* Region annotation entries
......

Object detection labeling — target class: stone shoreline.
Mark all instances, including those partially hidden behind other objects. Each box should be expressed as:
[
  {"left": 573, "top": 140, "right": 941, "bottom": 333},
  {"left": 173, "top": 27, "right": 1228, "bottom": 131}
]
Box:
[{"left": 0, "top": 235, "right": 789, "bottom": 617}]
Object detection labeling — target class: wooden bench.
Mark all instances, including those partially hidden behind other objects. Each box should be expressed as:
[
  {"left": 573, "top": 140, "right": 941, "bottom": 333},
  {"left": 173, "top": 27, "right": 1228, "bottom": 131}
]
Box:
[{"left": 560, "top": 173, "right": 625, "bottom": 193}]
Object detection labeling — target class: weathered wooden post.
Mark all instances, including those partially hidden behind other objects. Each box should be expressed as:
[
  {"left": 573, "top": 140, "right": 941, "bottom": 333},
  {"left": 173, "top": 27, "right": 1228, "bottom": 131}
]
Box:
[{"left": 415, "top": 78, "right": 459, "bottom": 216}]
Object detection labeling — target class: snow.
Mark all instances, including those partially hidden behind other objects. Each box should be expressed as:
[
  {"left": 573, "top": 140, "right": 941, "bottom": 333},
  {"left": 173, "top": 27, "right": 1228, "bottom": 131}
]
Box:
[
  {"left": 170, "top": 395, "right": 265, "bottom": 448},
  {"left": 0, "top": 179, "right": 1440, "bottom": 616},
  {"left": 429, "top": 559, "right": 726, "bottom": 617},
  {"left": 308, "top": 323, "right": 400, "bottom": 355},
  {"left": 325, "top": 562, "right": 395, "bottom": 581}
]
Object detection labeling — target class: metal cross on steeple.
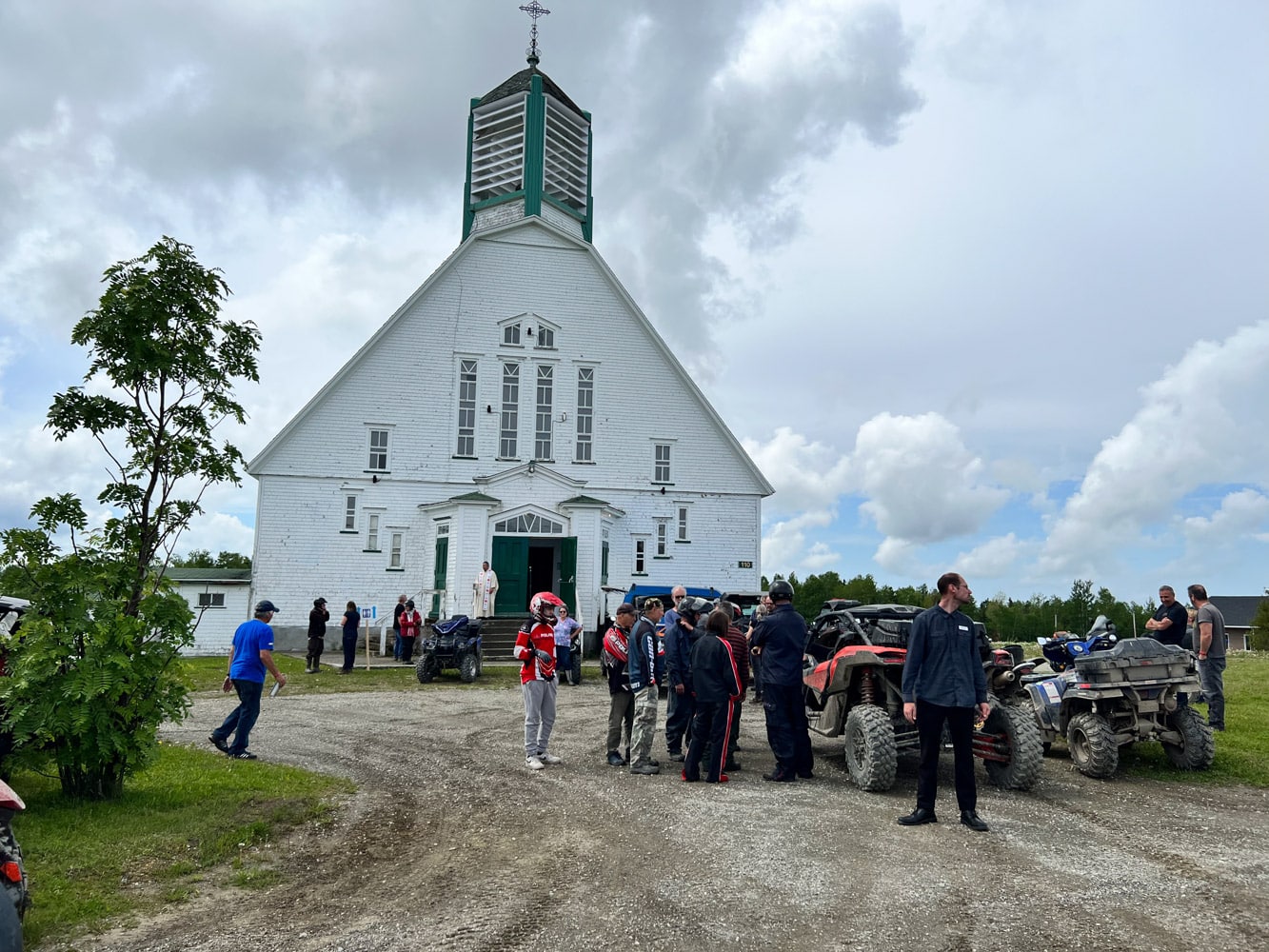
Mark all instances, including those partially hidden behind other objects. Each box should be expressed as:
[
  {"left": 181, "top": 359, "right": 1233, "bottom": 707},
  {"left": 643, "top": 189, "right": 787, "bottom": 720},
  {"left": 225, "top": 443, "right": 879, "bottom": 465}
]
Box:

......

Reproduce all of the data above verbatim, leaving out the pictures.

Object detection labeling — target class: stone shoreline.
Mark all instances, including those partially hidden behind other objects. Each box should be expressed as:
[
  {"left": 573, "top": 140, "right": 941, "bottom": 333},
  {"left": 173, "top": 27, "right": 1228, "bottom": 131}
]
Box:
[{"left": 0, "top": 235, "right": 789, "bottom": 617}]
Object detection labeling — target class: wooden bench.
Mark all instances, including those partially hidden behind other objects. Each box should be expressed as:
[
  {"left": 573, "top": 140, "right": 941, "bottom": 333},
  {"left": 173, "top": 27, "right": 1228, "bottom": 131}
]
Box:
[{"left": 560, "top": 173, "right": 625, "bottom": 193}]
Object detection labeling — target class: weathered wooden post.
Mark all instances, including those partially hidden behind other objects. Each box should be expressed as:
[
  {"left": 573, "top": 140, "right": 941, "bottom": 333},
  {"left": 173, "top": 27, "right": 1228, "bottom": 131}
]
Box:
[{"left": 415, "top": 78, "right": 459, "bottom": 216}]
Object detection labeling — target class: snow.
Mark all instances, including those partially hidden behind other objects. Each box should be expressed as:
[
  {"left": 573, "top": 140, "right": 941, "bottom": 333},
  {"left": 173, "top": 27, "right": 1228, "bottom": 131}
]
Box:
[
  {"left": 170, "top": 395, "right": 265, "bottom": 448},
  {"left": 0, "top": 179, "right": 1440, "bottom": 616},
  {"left": 429, "top": 559, "right": 726, "bottom": 617},
  {"left": 308, "top": 323, "right": 400, "bottom": 355},
  {"left": 325, "top": 562, "right": 395, "bottom": 581}
]
Object detection labeling — target class: metal cross on steeple.
Mark all instances, including those partially hidden behind other objects. Each box should be expressed as:
[
  {"left": 181, "top": 359, "right": 1233, "bottom": 707},
  {"left": 643, "top": 189, "right": 787, "bottom": 720},
  {"left": 225, "top": 443, "right": 879, "bottom": 465}
]
Box:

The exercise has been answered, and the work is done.